Write out all of the data below again, replacing "photograph" with "picture" and keeping everything else the same. Leave the pictures out.

(Point annotation dataset records)
— Begin —
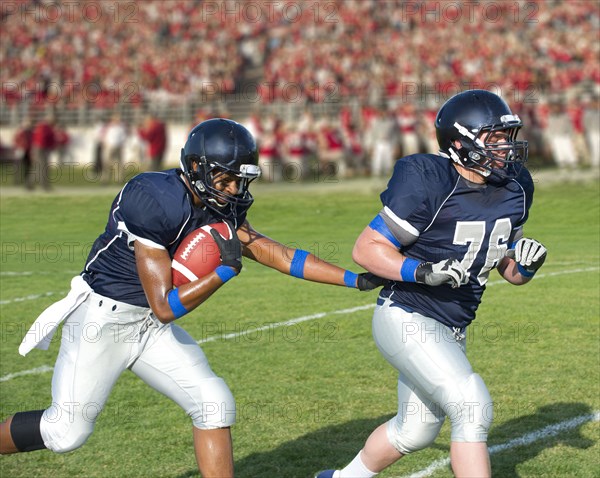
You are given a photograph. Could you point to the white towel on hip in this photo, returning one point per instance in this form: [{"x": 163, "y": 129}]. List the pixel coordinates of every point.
[{"x": 41, "y": 332}]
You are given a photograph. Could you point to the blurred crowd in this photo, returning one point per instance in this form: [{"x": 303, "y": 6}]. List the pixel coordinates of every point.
[
  {"x": 112, "y": 51},
  {"x": 116, "y": 144},
  {"x": 389, "y": 64}
]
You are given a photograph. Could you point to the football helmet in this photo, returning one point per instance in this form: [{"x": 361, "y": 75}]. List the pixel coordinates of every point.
[
  {"x": 218, "y": 146},
  {"x": 487, "y": 131}
]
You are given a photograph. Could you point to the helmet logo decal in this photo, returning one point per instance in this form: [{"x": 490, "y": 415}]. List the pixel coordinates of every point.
[
  {"x": 464, "y": 131},
  {"x": 510, "y": 119}
]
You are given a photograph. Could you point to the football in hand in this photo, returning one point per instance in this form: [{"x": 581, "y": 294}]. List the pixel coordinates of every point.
[{"x": 198, "y": 254}]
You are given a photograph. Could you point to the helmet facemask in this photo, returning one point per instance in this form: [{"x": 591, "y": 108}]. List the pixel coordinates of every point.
[
  {"x": 493, "y": 150},
  {"x": 202, "y": 175}
]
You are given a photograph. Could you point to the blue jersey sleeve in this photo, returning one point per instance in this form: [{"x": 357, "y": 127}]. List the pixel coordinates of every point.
[
  {"x": 413, "y": 192},
  {"x": 142, "y": 216}
]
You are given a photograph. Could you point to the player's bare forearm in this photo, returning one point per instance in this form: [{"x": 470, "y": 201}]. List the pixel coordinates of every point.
[
  {"x": 273, "y": 254},
  {"x": 154, "y": 269},
  {"x": 376, "y": 254}
]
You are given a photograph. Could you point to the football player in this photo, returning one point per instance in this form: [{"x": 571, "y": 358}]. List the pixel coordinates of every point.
[
  {"x": 447, "y": 220},
  {"x": 121, "y": 311}
]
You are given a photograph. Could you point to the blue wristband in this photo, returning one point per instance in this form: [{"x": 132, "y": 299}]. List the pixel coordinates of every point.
[
  {"x": 350, "y": 278},
  {"x": 407, "y": 271},
  {"x": 225, "y": 273},
  {"x": 524, "y": 272},
  {"x": 379, "y": 225},
  {"x": 297, "y": 267},
  {"x": 175, "y": 303}
]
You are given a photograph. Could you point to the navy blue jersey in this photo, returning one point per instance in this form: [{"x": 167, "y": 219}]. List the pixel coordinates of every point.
[
  {"x": 441, "y": 215},
  {"x": 155, "y": 208}
]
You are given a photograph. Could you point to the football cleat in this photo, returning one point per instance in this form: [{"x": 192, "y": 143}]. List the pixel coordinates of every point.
[{"x": 325, "y": 474}]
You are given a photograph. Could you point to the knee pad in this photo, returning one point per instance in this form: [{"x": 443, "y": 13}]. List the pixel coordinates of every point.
[
  {"x": 408, "y": 433},
  {"x": 216, "y": 409},
  {"x": 472, "y": 415},
  {"x": 66, "y": 429},
  {"x": 25, "y": 431}
]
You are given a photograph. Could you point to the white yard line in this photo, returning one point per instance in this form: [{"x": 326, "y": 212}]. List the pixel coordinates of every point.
[
  {"x": 529, "y": 438},
  {"x": 29, "y": 297},
  {"x": 297, "y": 320}
]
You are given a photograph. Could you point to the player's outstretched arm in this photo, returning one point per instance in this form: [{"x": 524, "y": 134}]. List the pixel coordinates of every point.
[
  {"x": 377, "y": 254},
  {"x": 168, "y": 304},
  {"x": 300, "y": 263}
]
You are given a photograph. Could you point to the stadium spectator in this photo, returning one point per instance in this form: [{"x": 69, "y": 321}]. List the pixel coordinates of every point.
[
  {"x": 43, "y": 143},
  {"x": 154, "y": 133},
  {"x": 115, "y": 136},
  {"x": 591, "y": 119},
  {"x": 560, "y": 136},
  {"x": 23, "y": 143},
  {"x": 382, "y": 134},
  {"x": 62, "y": 148}
]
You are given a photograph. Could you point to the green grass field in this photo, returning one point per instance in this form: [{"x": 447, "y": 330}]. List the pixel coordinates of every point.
[{"x": 310, "y": 393}]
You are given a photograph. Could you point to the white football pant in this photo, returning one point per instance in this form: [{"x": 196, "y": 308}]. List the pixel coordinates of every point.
[
  {"x": 435, "y": 380},
  {"x": 104, "y": 337}
]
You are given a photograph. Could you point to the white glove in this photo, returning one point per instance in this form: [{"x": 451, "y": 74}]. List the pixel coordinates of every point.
[
  {"x": 448, "y": 271},
  {"x": 529, "y": 254}
]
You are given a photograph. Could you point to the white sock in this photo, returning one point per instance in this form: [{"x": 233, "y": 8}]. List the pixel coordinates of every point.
[{"x": 356, "y": 469}]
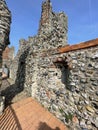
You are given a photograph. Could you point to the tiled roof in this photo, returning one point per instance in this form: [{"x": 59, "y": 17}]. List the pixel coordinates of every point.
[{"x": 79, "y": 46}]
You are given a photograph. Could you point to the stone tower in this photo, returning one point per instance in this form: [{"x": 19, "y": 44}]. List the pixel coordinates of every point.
[
  {"x": 5, "y": 21},
  {"x": 52, "y": 28}
]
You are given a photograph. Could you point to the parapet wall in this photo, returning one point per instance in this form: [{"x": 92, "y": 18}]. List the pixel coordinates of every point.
[{"x": 63, "y": 81}]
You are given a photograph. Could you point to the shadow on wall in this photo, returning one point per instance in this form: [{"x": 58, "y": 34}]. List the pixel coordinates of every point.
[
  {"x": 44, "y": 126},
  {"x": 9, "y": 120},
  {"x": 11, "y": 91}
]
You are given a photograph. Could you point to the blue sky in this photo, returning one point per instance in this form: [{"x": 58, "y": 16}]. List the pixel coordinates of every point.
[{"x": 82, "y": 19}]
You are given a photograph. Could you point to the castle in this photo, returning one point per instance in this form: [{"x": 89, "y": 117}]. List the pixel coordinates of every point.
[{"x": 62, "y": 77}]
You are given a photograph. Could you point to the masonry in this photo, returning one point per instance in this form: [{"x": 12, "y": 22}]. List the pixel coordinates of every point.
[
  {"x": 5, "y": 21},
  {"x": 63, "y": 78}
]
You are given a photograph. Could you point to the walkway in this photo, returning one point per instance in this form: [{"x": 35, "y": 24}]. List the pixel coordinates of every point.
[{"x": 28, "y": 114}]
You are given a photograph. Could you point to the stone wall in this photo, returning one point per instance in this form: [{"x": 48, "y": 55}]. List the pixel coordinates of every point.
[
  {"x": 65, "y": 87},
  {"x": 62, "y": 79},
  {"x": 53, "y": 28},
  {"x": 8, "y": 56},
  {"x": 5, "y": 21}
]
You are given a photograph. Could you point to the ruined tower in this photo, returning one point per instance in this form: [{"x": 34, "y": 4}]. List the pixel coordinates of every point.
[
  {"x": 52, "y": 28},
  {"x": 5, "y": 21}
]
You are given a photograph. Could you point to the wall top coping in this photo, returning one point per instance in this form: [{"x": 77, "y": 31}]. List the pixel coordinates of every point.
[{"x": 79, "y": 46}]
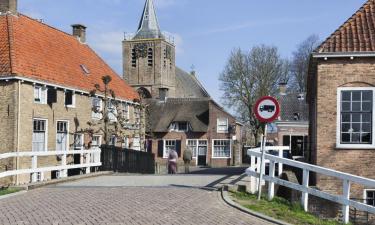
— End —
COMPLETE OUTPUT:
You are given a picture. Could you point to the white towel on hip in this photo, returning one point per instance in this form: [{"x": 163, "y": 129}]. List the pixel coordinates of every point.
[{"x": 41, "y": 332}]
You are given a picture. Could you point to the blurred crowd in this photo, returning one point per instance in this form: [{"x": 303, "y": 6}]. List the pixel coordinates of every point.
[
  {"x": 112, "y": 51},
  {"x": 116, "y": 144},
  {"x": 389, "y": 64}
]
You are given a picture. Could you point to the football helmet in this photo, returning one point per instance in this form: [{"x": 361, "y": 75}]. List the pixel coordinates of every point.
[
  {"x": 218, "y": 146},
  {"x": 487, "y": 131}
]
You are given a picture. Could you point to the helmet logo decal in this photo, returning one point per instance in this form: [{"x": 490, "y": 415}]. List the pixel coordinates of every point.
[
  {"x": 464, "y": 131},
  {"x": 510, "y": 119}
]
You are given a picture. Could you point to the football in hand in this photo, returning one point per instance in this form: [{"x": 581, "y": 294}]. List the pixel coordinates of every point.
[{"x": 198, "y": 254}]
You are given a picture. Could you point to the helmet facemask in this photo, returning one point per instance in this form: [{"x": 591, "y": 108}]. List the pixel coordinates of every point.
[
  {"x": 493, "y": 150},
  {"x": 202, "y": 175}
]
You are given a picture. Could you point to the blue jersey sleeve in this photo, returning one point per instance in this form: [{"x": 357, "y": 127}]. List the pixel coordinates of every point.
[
  {"x": 413, "y": 192},
  {"x": 142, "y": 216}
]
You are given a picture. Could you point to the player's bare forearm in this photo, returning one point per instance in this form: [{"x": 470, "y": 201}]. List the pixel coordinates of every point.
[
  {"x": 273, "y": 254},
  {"x": 154, "y": 269},
  {"x": 376, "y": 254}
]
You are given a picture. Could you point to the football player in this photo, returning one point per instance in this form: [{"x": 571, "y": 358}]. List the pixel coordinates of every point.
[
  {"x": 447, "y": 220},
  {"x": 121, "y": 311}
]
You are given a picture. Could you point to the blue wristband in this photo, returning one point per instance in this form: [{"x": 132, "y": 299}]. List the pixel coordinates of every point.
[
  {"x": 350, "y": 278},
  {"x": 407, "y": 271},
  {"x": 225, "y": 273},
  {"x": 524, "y": 272},
  {"x": 379, "y": 225},
  {"x": 297, "y": 267},
  {"x": 175, "y": 303}
]
You are given a picture. Could you point to the navy blue jersey in this photo, returning one point per instance in this form: [{"x": 167, "y": 219}]. List the pixel coordinates of every point.
[
  {"x": 441, "y": 215},
  {"x": 155, "y": 208}
]
You are given a picture. Could you point to the football cleat in this photo, returning one point per instance in this form: [{"x": 192, "y": 143}]. List the pixel coordinates of every point.
[{"x": 325, "y": 474}]
You are given a picture. Could you point to the knee pad in this photo, returning one point per instance in this form: [{"x": 443, "y": 13}]. List the pixel coordinates of every point.
[
  {"x": 408, "y": 433},
  {"x": 216, "y": 409},
  {"x": 472, "y": 415},
  {"x": 66, "y": 429},
  {"x": 25, "y": 431}
]
You are given a picture. Could you point to the white yard line in this photo, returning one point per instance in this form: [{"x": 326, "y": 212}]. List the pixel coordinates of every point.
[
  {"x": 529, "y": 438},
  {"x": 29, "y": 297},
  {"x": 297, "y": 320}
]
You are given a picture. Could you point to the player's outstretched arm in this photo, returning one point per instance in this form: [{"x": 524, "y": 134}]. List the pixel coordinates of every point.
[
  {"x": 377, "y": 254},
  {"x": 168, "y": 304},
  {"x": 300, "y": 263}
]
You are given a picture. Could you point to the stadium spectator in this photo, returning one point per instance in this form: [{"x": 69, "y": 321}]. List the pixel coordinates of every point.
[
  {"x": 43, "y": 143},
  {"x": 154, "y": 133},
  {"x": 115, "y": 136},
  {"x": 591, "y": 119},
  {"x": 560, "y": 136},
  {"x": 23, "y": 143},
  {"x": 382, "y": 134},
  {"x": 62, "y": 148}
]
You are given a picture. Could you point to the green grass field in this photo, returning one point per instance in this form: [{"x": 447, "y": 330}]. List the pixel coordinates of every point.
[{"x": 310, "y": 393}]
You are given a picture. Could you point to the white football pant in this photo, returning one point per instance in this form: [{"x": 196, "y": 308}]. List the pixel coordinates of every point.
[
  {"x": 435, "y": 380},
  {"x": 104, "y": 337}
]
You are given a picture. Could you point to the white glove in this photo, returning one point per instance in this form: [{"x": 451, "y": 74}]. List the pixel coordinates of every point.
[
  {"x": 448, "y": 271},
  {"x": 529, "y": 254}
]
You are given a picture. Could you point to the white sock in this photo, returning one point per instance in this form: [{"x": 233, "y": 8}]. List the pixel coordinates of every point.
[{"x": 356, "y": 469}]
You are given a picture. Could you point to the tiled roof in this photo, returning one point per instance in this form: [{"x": 59, "y": 17}]. List the pixel coordinates of every point.
[{"x": 79, "y": 46}]
You are given a picture. Could you point to the stone tower in this photo, returning one point per instance in this form: [{"x": 19, "y": 44}]. List the pixel coordinates of every point.
[
  {"x": 5, "y": 21},
  {"x": 52, "y": 28}
]
You are given a picture. Could you point to the parapet wall in this photo, returning one point per instance in this form: [{"x": 92, "y": 18}]. List the pixel coordinates of every point.
[{"x": 63, "y": 81}]
You are given a picture. Could you point to the shadow on wall in this photo, returning one point per instance in this form: [{"x": 58, "y": 34}]. List the pixel coordinates of every point.
[
  {"x": 44, "y": 126},
  {"x": 9, "y": 120},
  {"x": 11, "y": 91}
]
You are given a picture. Could you point to the blue sky in this photo, returning one point per instance in this form: [{"x": 58, "y": 16}]. List the pixel coordinates of every point.
[{"x": 82, "y": 19}]
You are given a picture. Could you point to the castle in this photo, returning one point per instance in this form: [{"x": 89, "y": 117}]. List the pixel coordinates of every point.
[{"x": 62, "y": 77}]
You are given a picture. Could you point to the masonry in this photo, returning one point per instance in this form: [{"x": 12, "y": 22}]. List the pixel coordinates of every point.
[
  {"x": 5, "y": 21},
  {"x": 63, "y": 78}
]
You are given a picture. Could you point to the walkway in this photo, returning one point per instance in this form: [{"x": 35, "y": 24}]. List the pixel coordinates of every point.
[{"x": 28, "y": 114}]
You are given a picture. Could you point to the stone wall in this photo, returning one point per instance in this form: [{"x": 48, "y": 55}]. List the pixel coordinates of every point.
[
  {"x": 65, "y": 87},
  {"x": 62, "y": 79},
  {"x": 53, "y": 28},
  {"x": 8, "y": 56},
  {"x": 5, "y": 21}
]
You are given a picture. Could you point to the ruined tower in this photo, returning one point per instance in this form: [{"x": 34, "y": 4}]. List the pixel coordinates of every point.
[
  {"x": 52, "y": 28},
  {"x": 5, "y": 21}
]
You are given a picture. Could you point to the wall top coping in this photo, returning one point per instance in this form: [{"x": 77, "y": 31}]. List the pixel coordinates of every point.
[{"x": 79, "y": 46}]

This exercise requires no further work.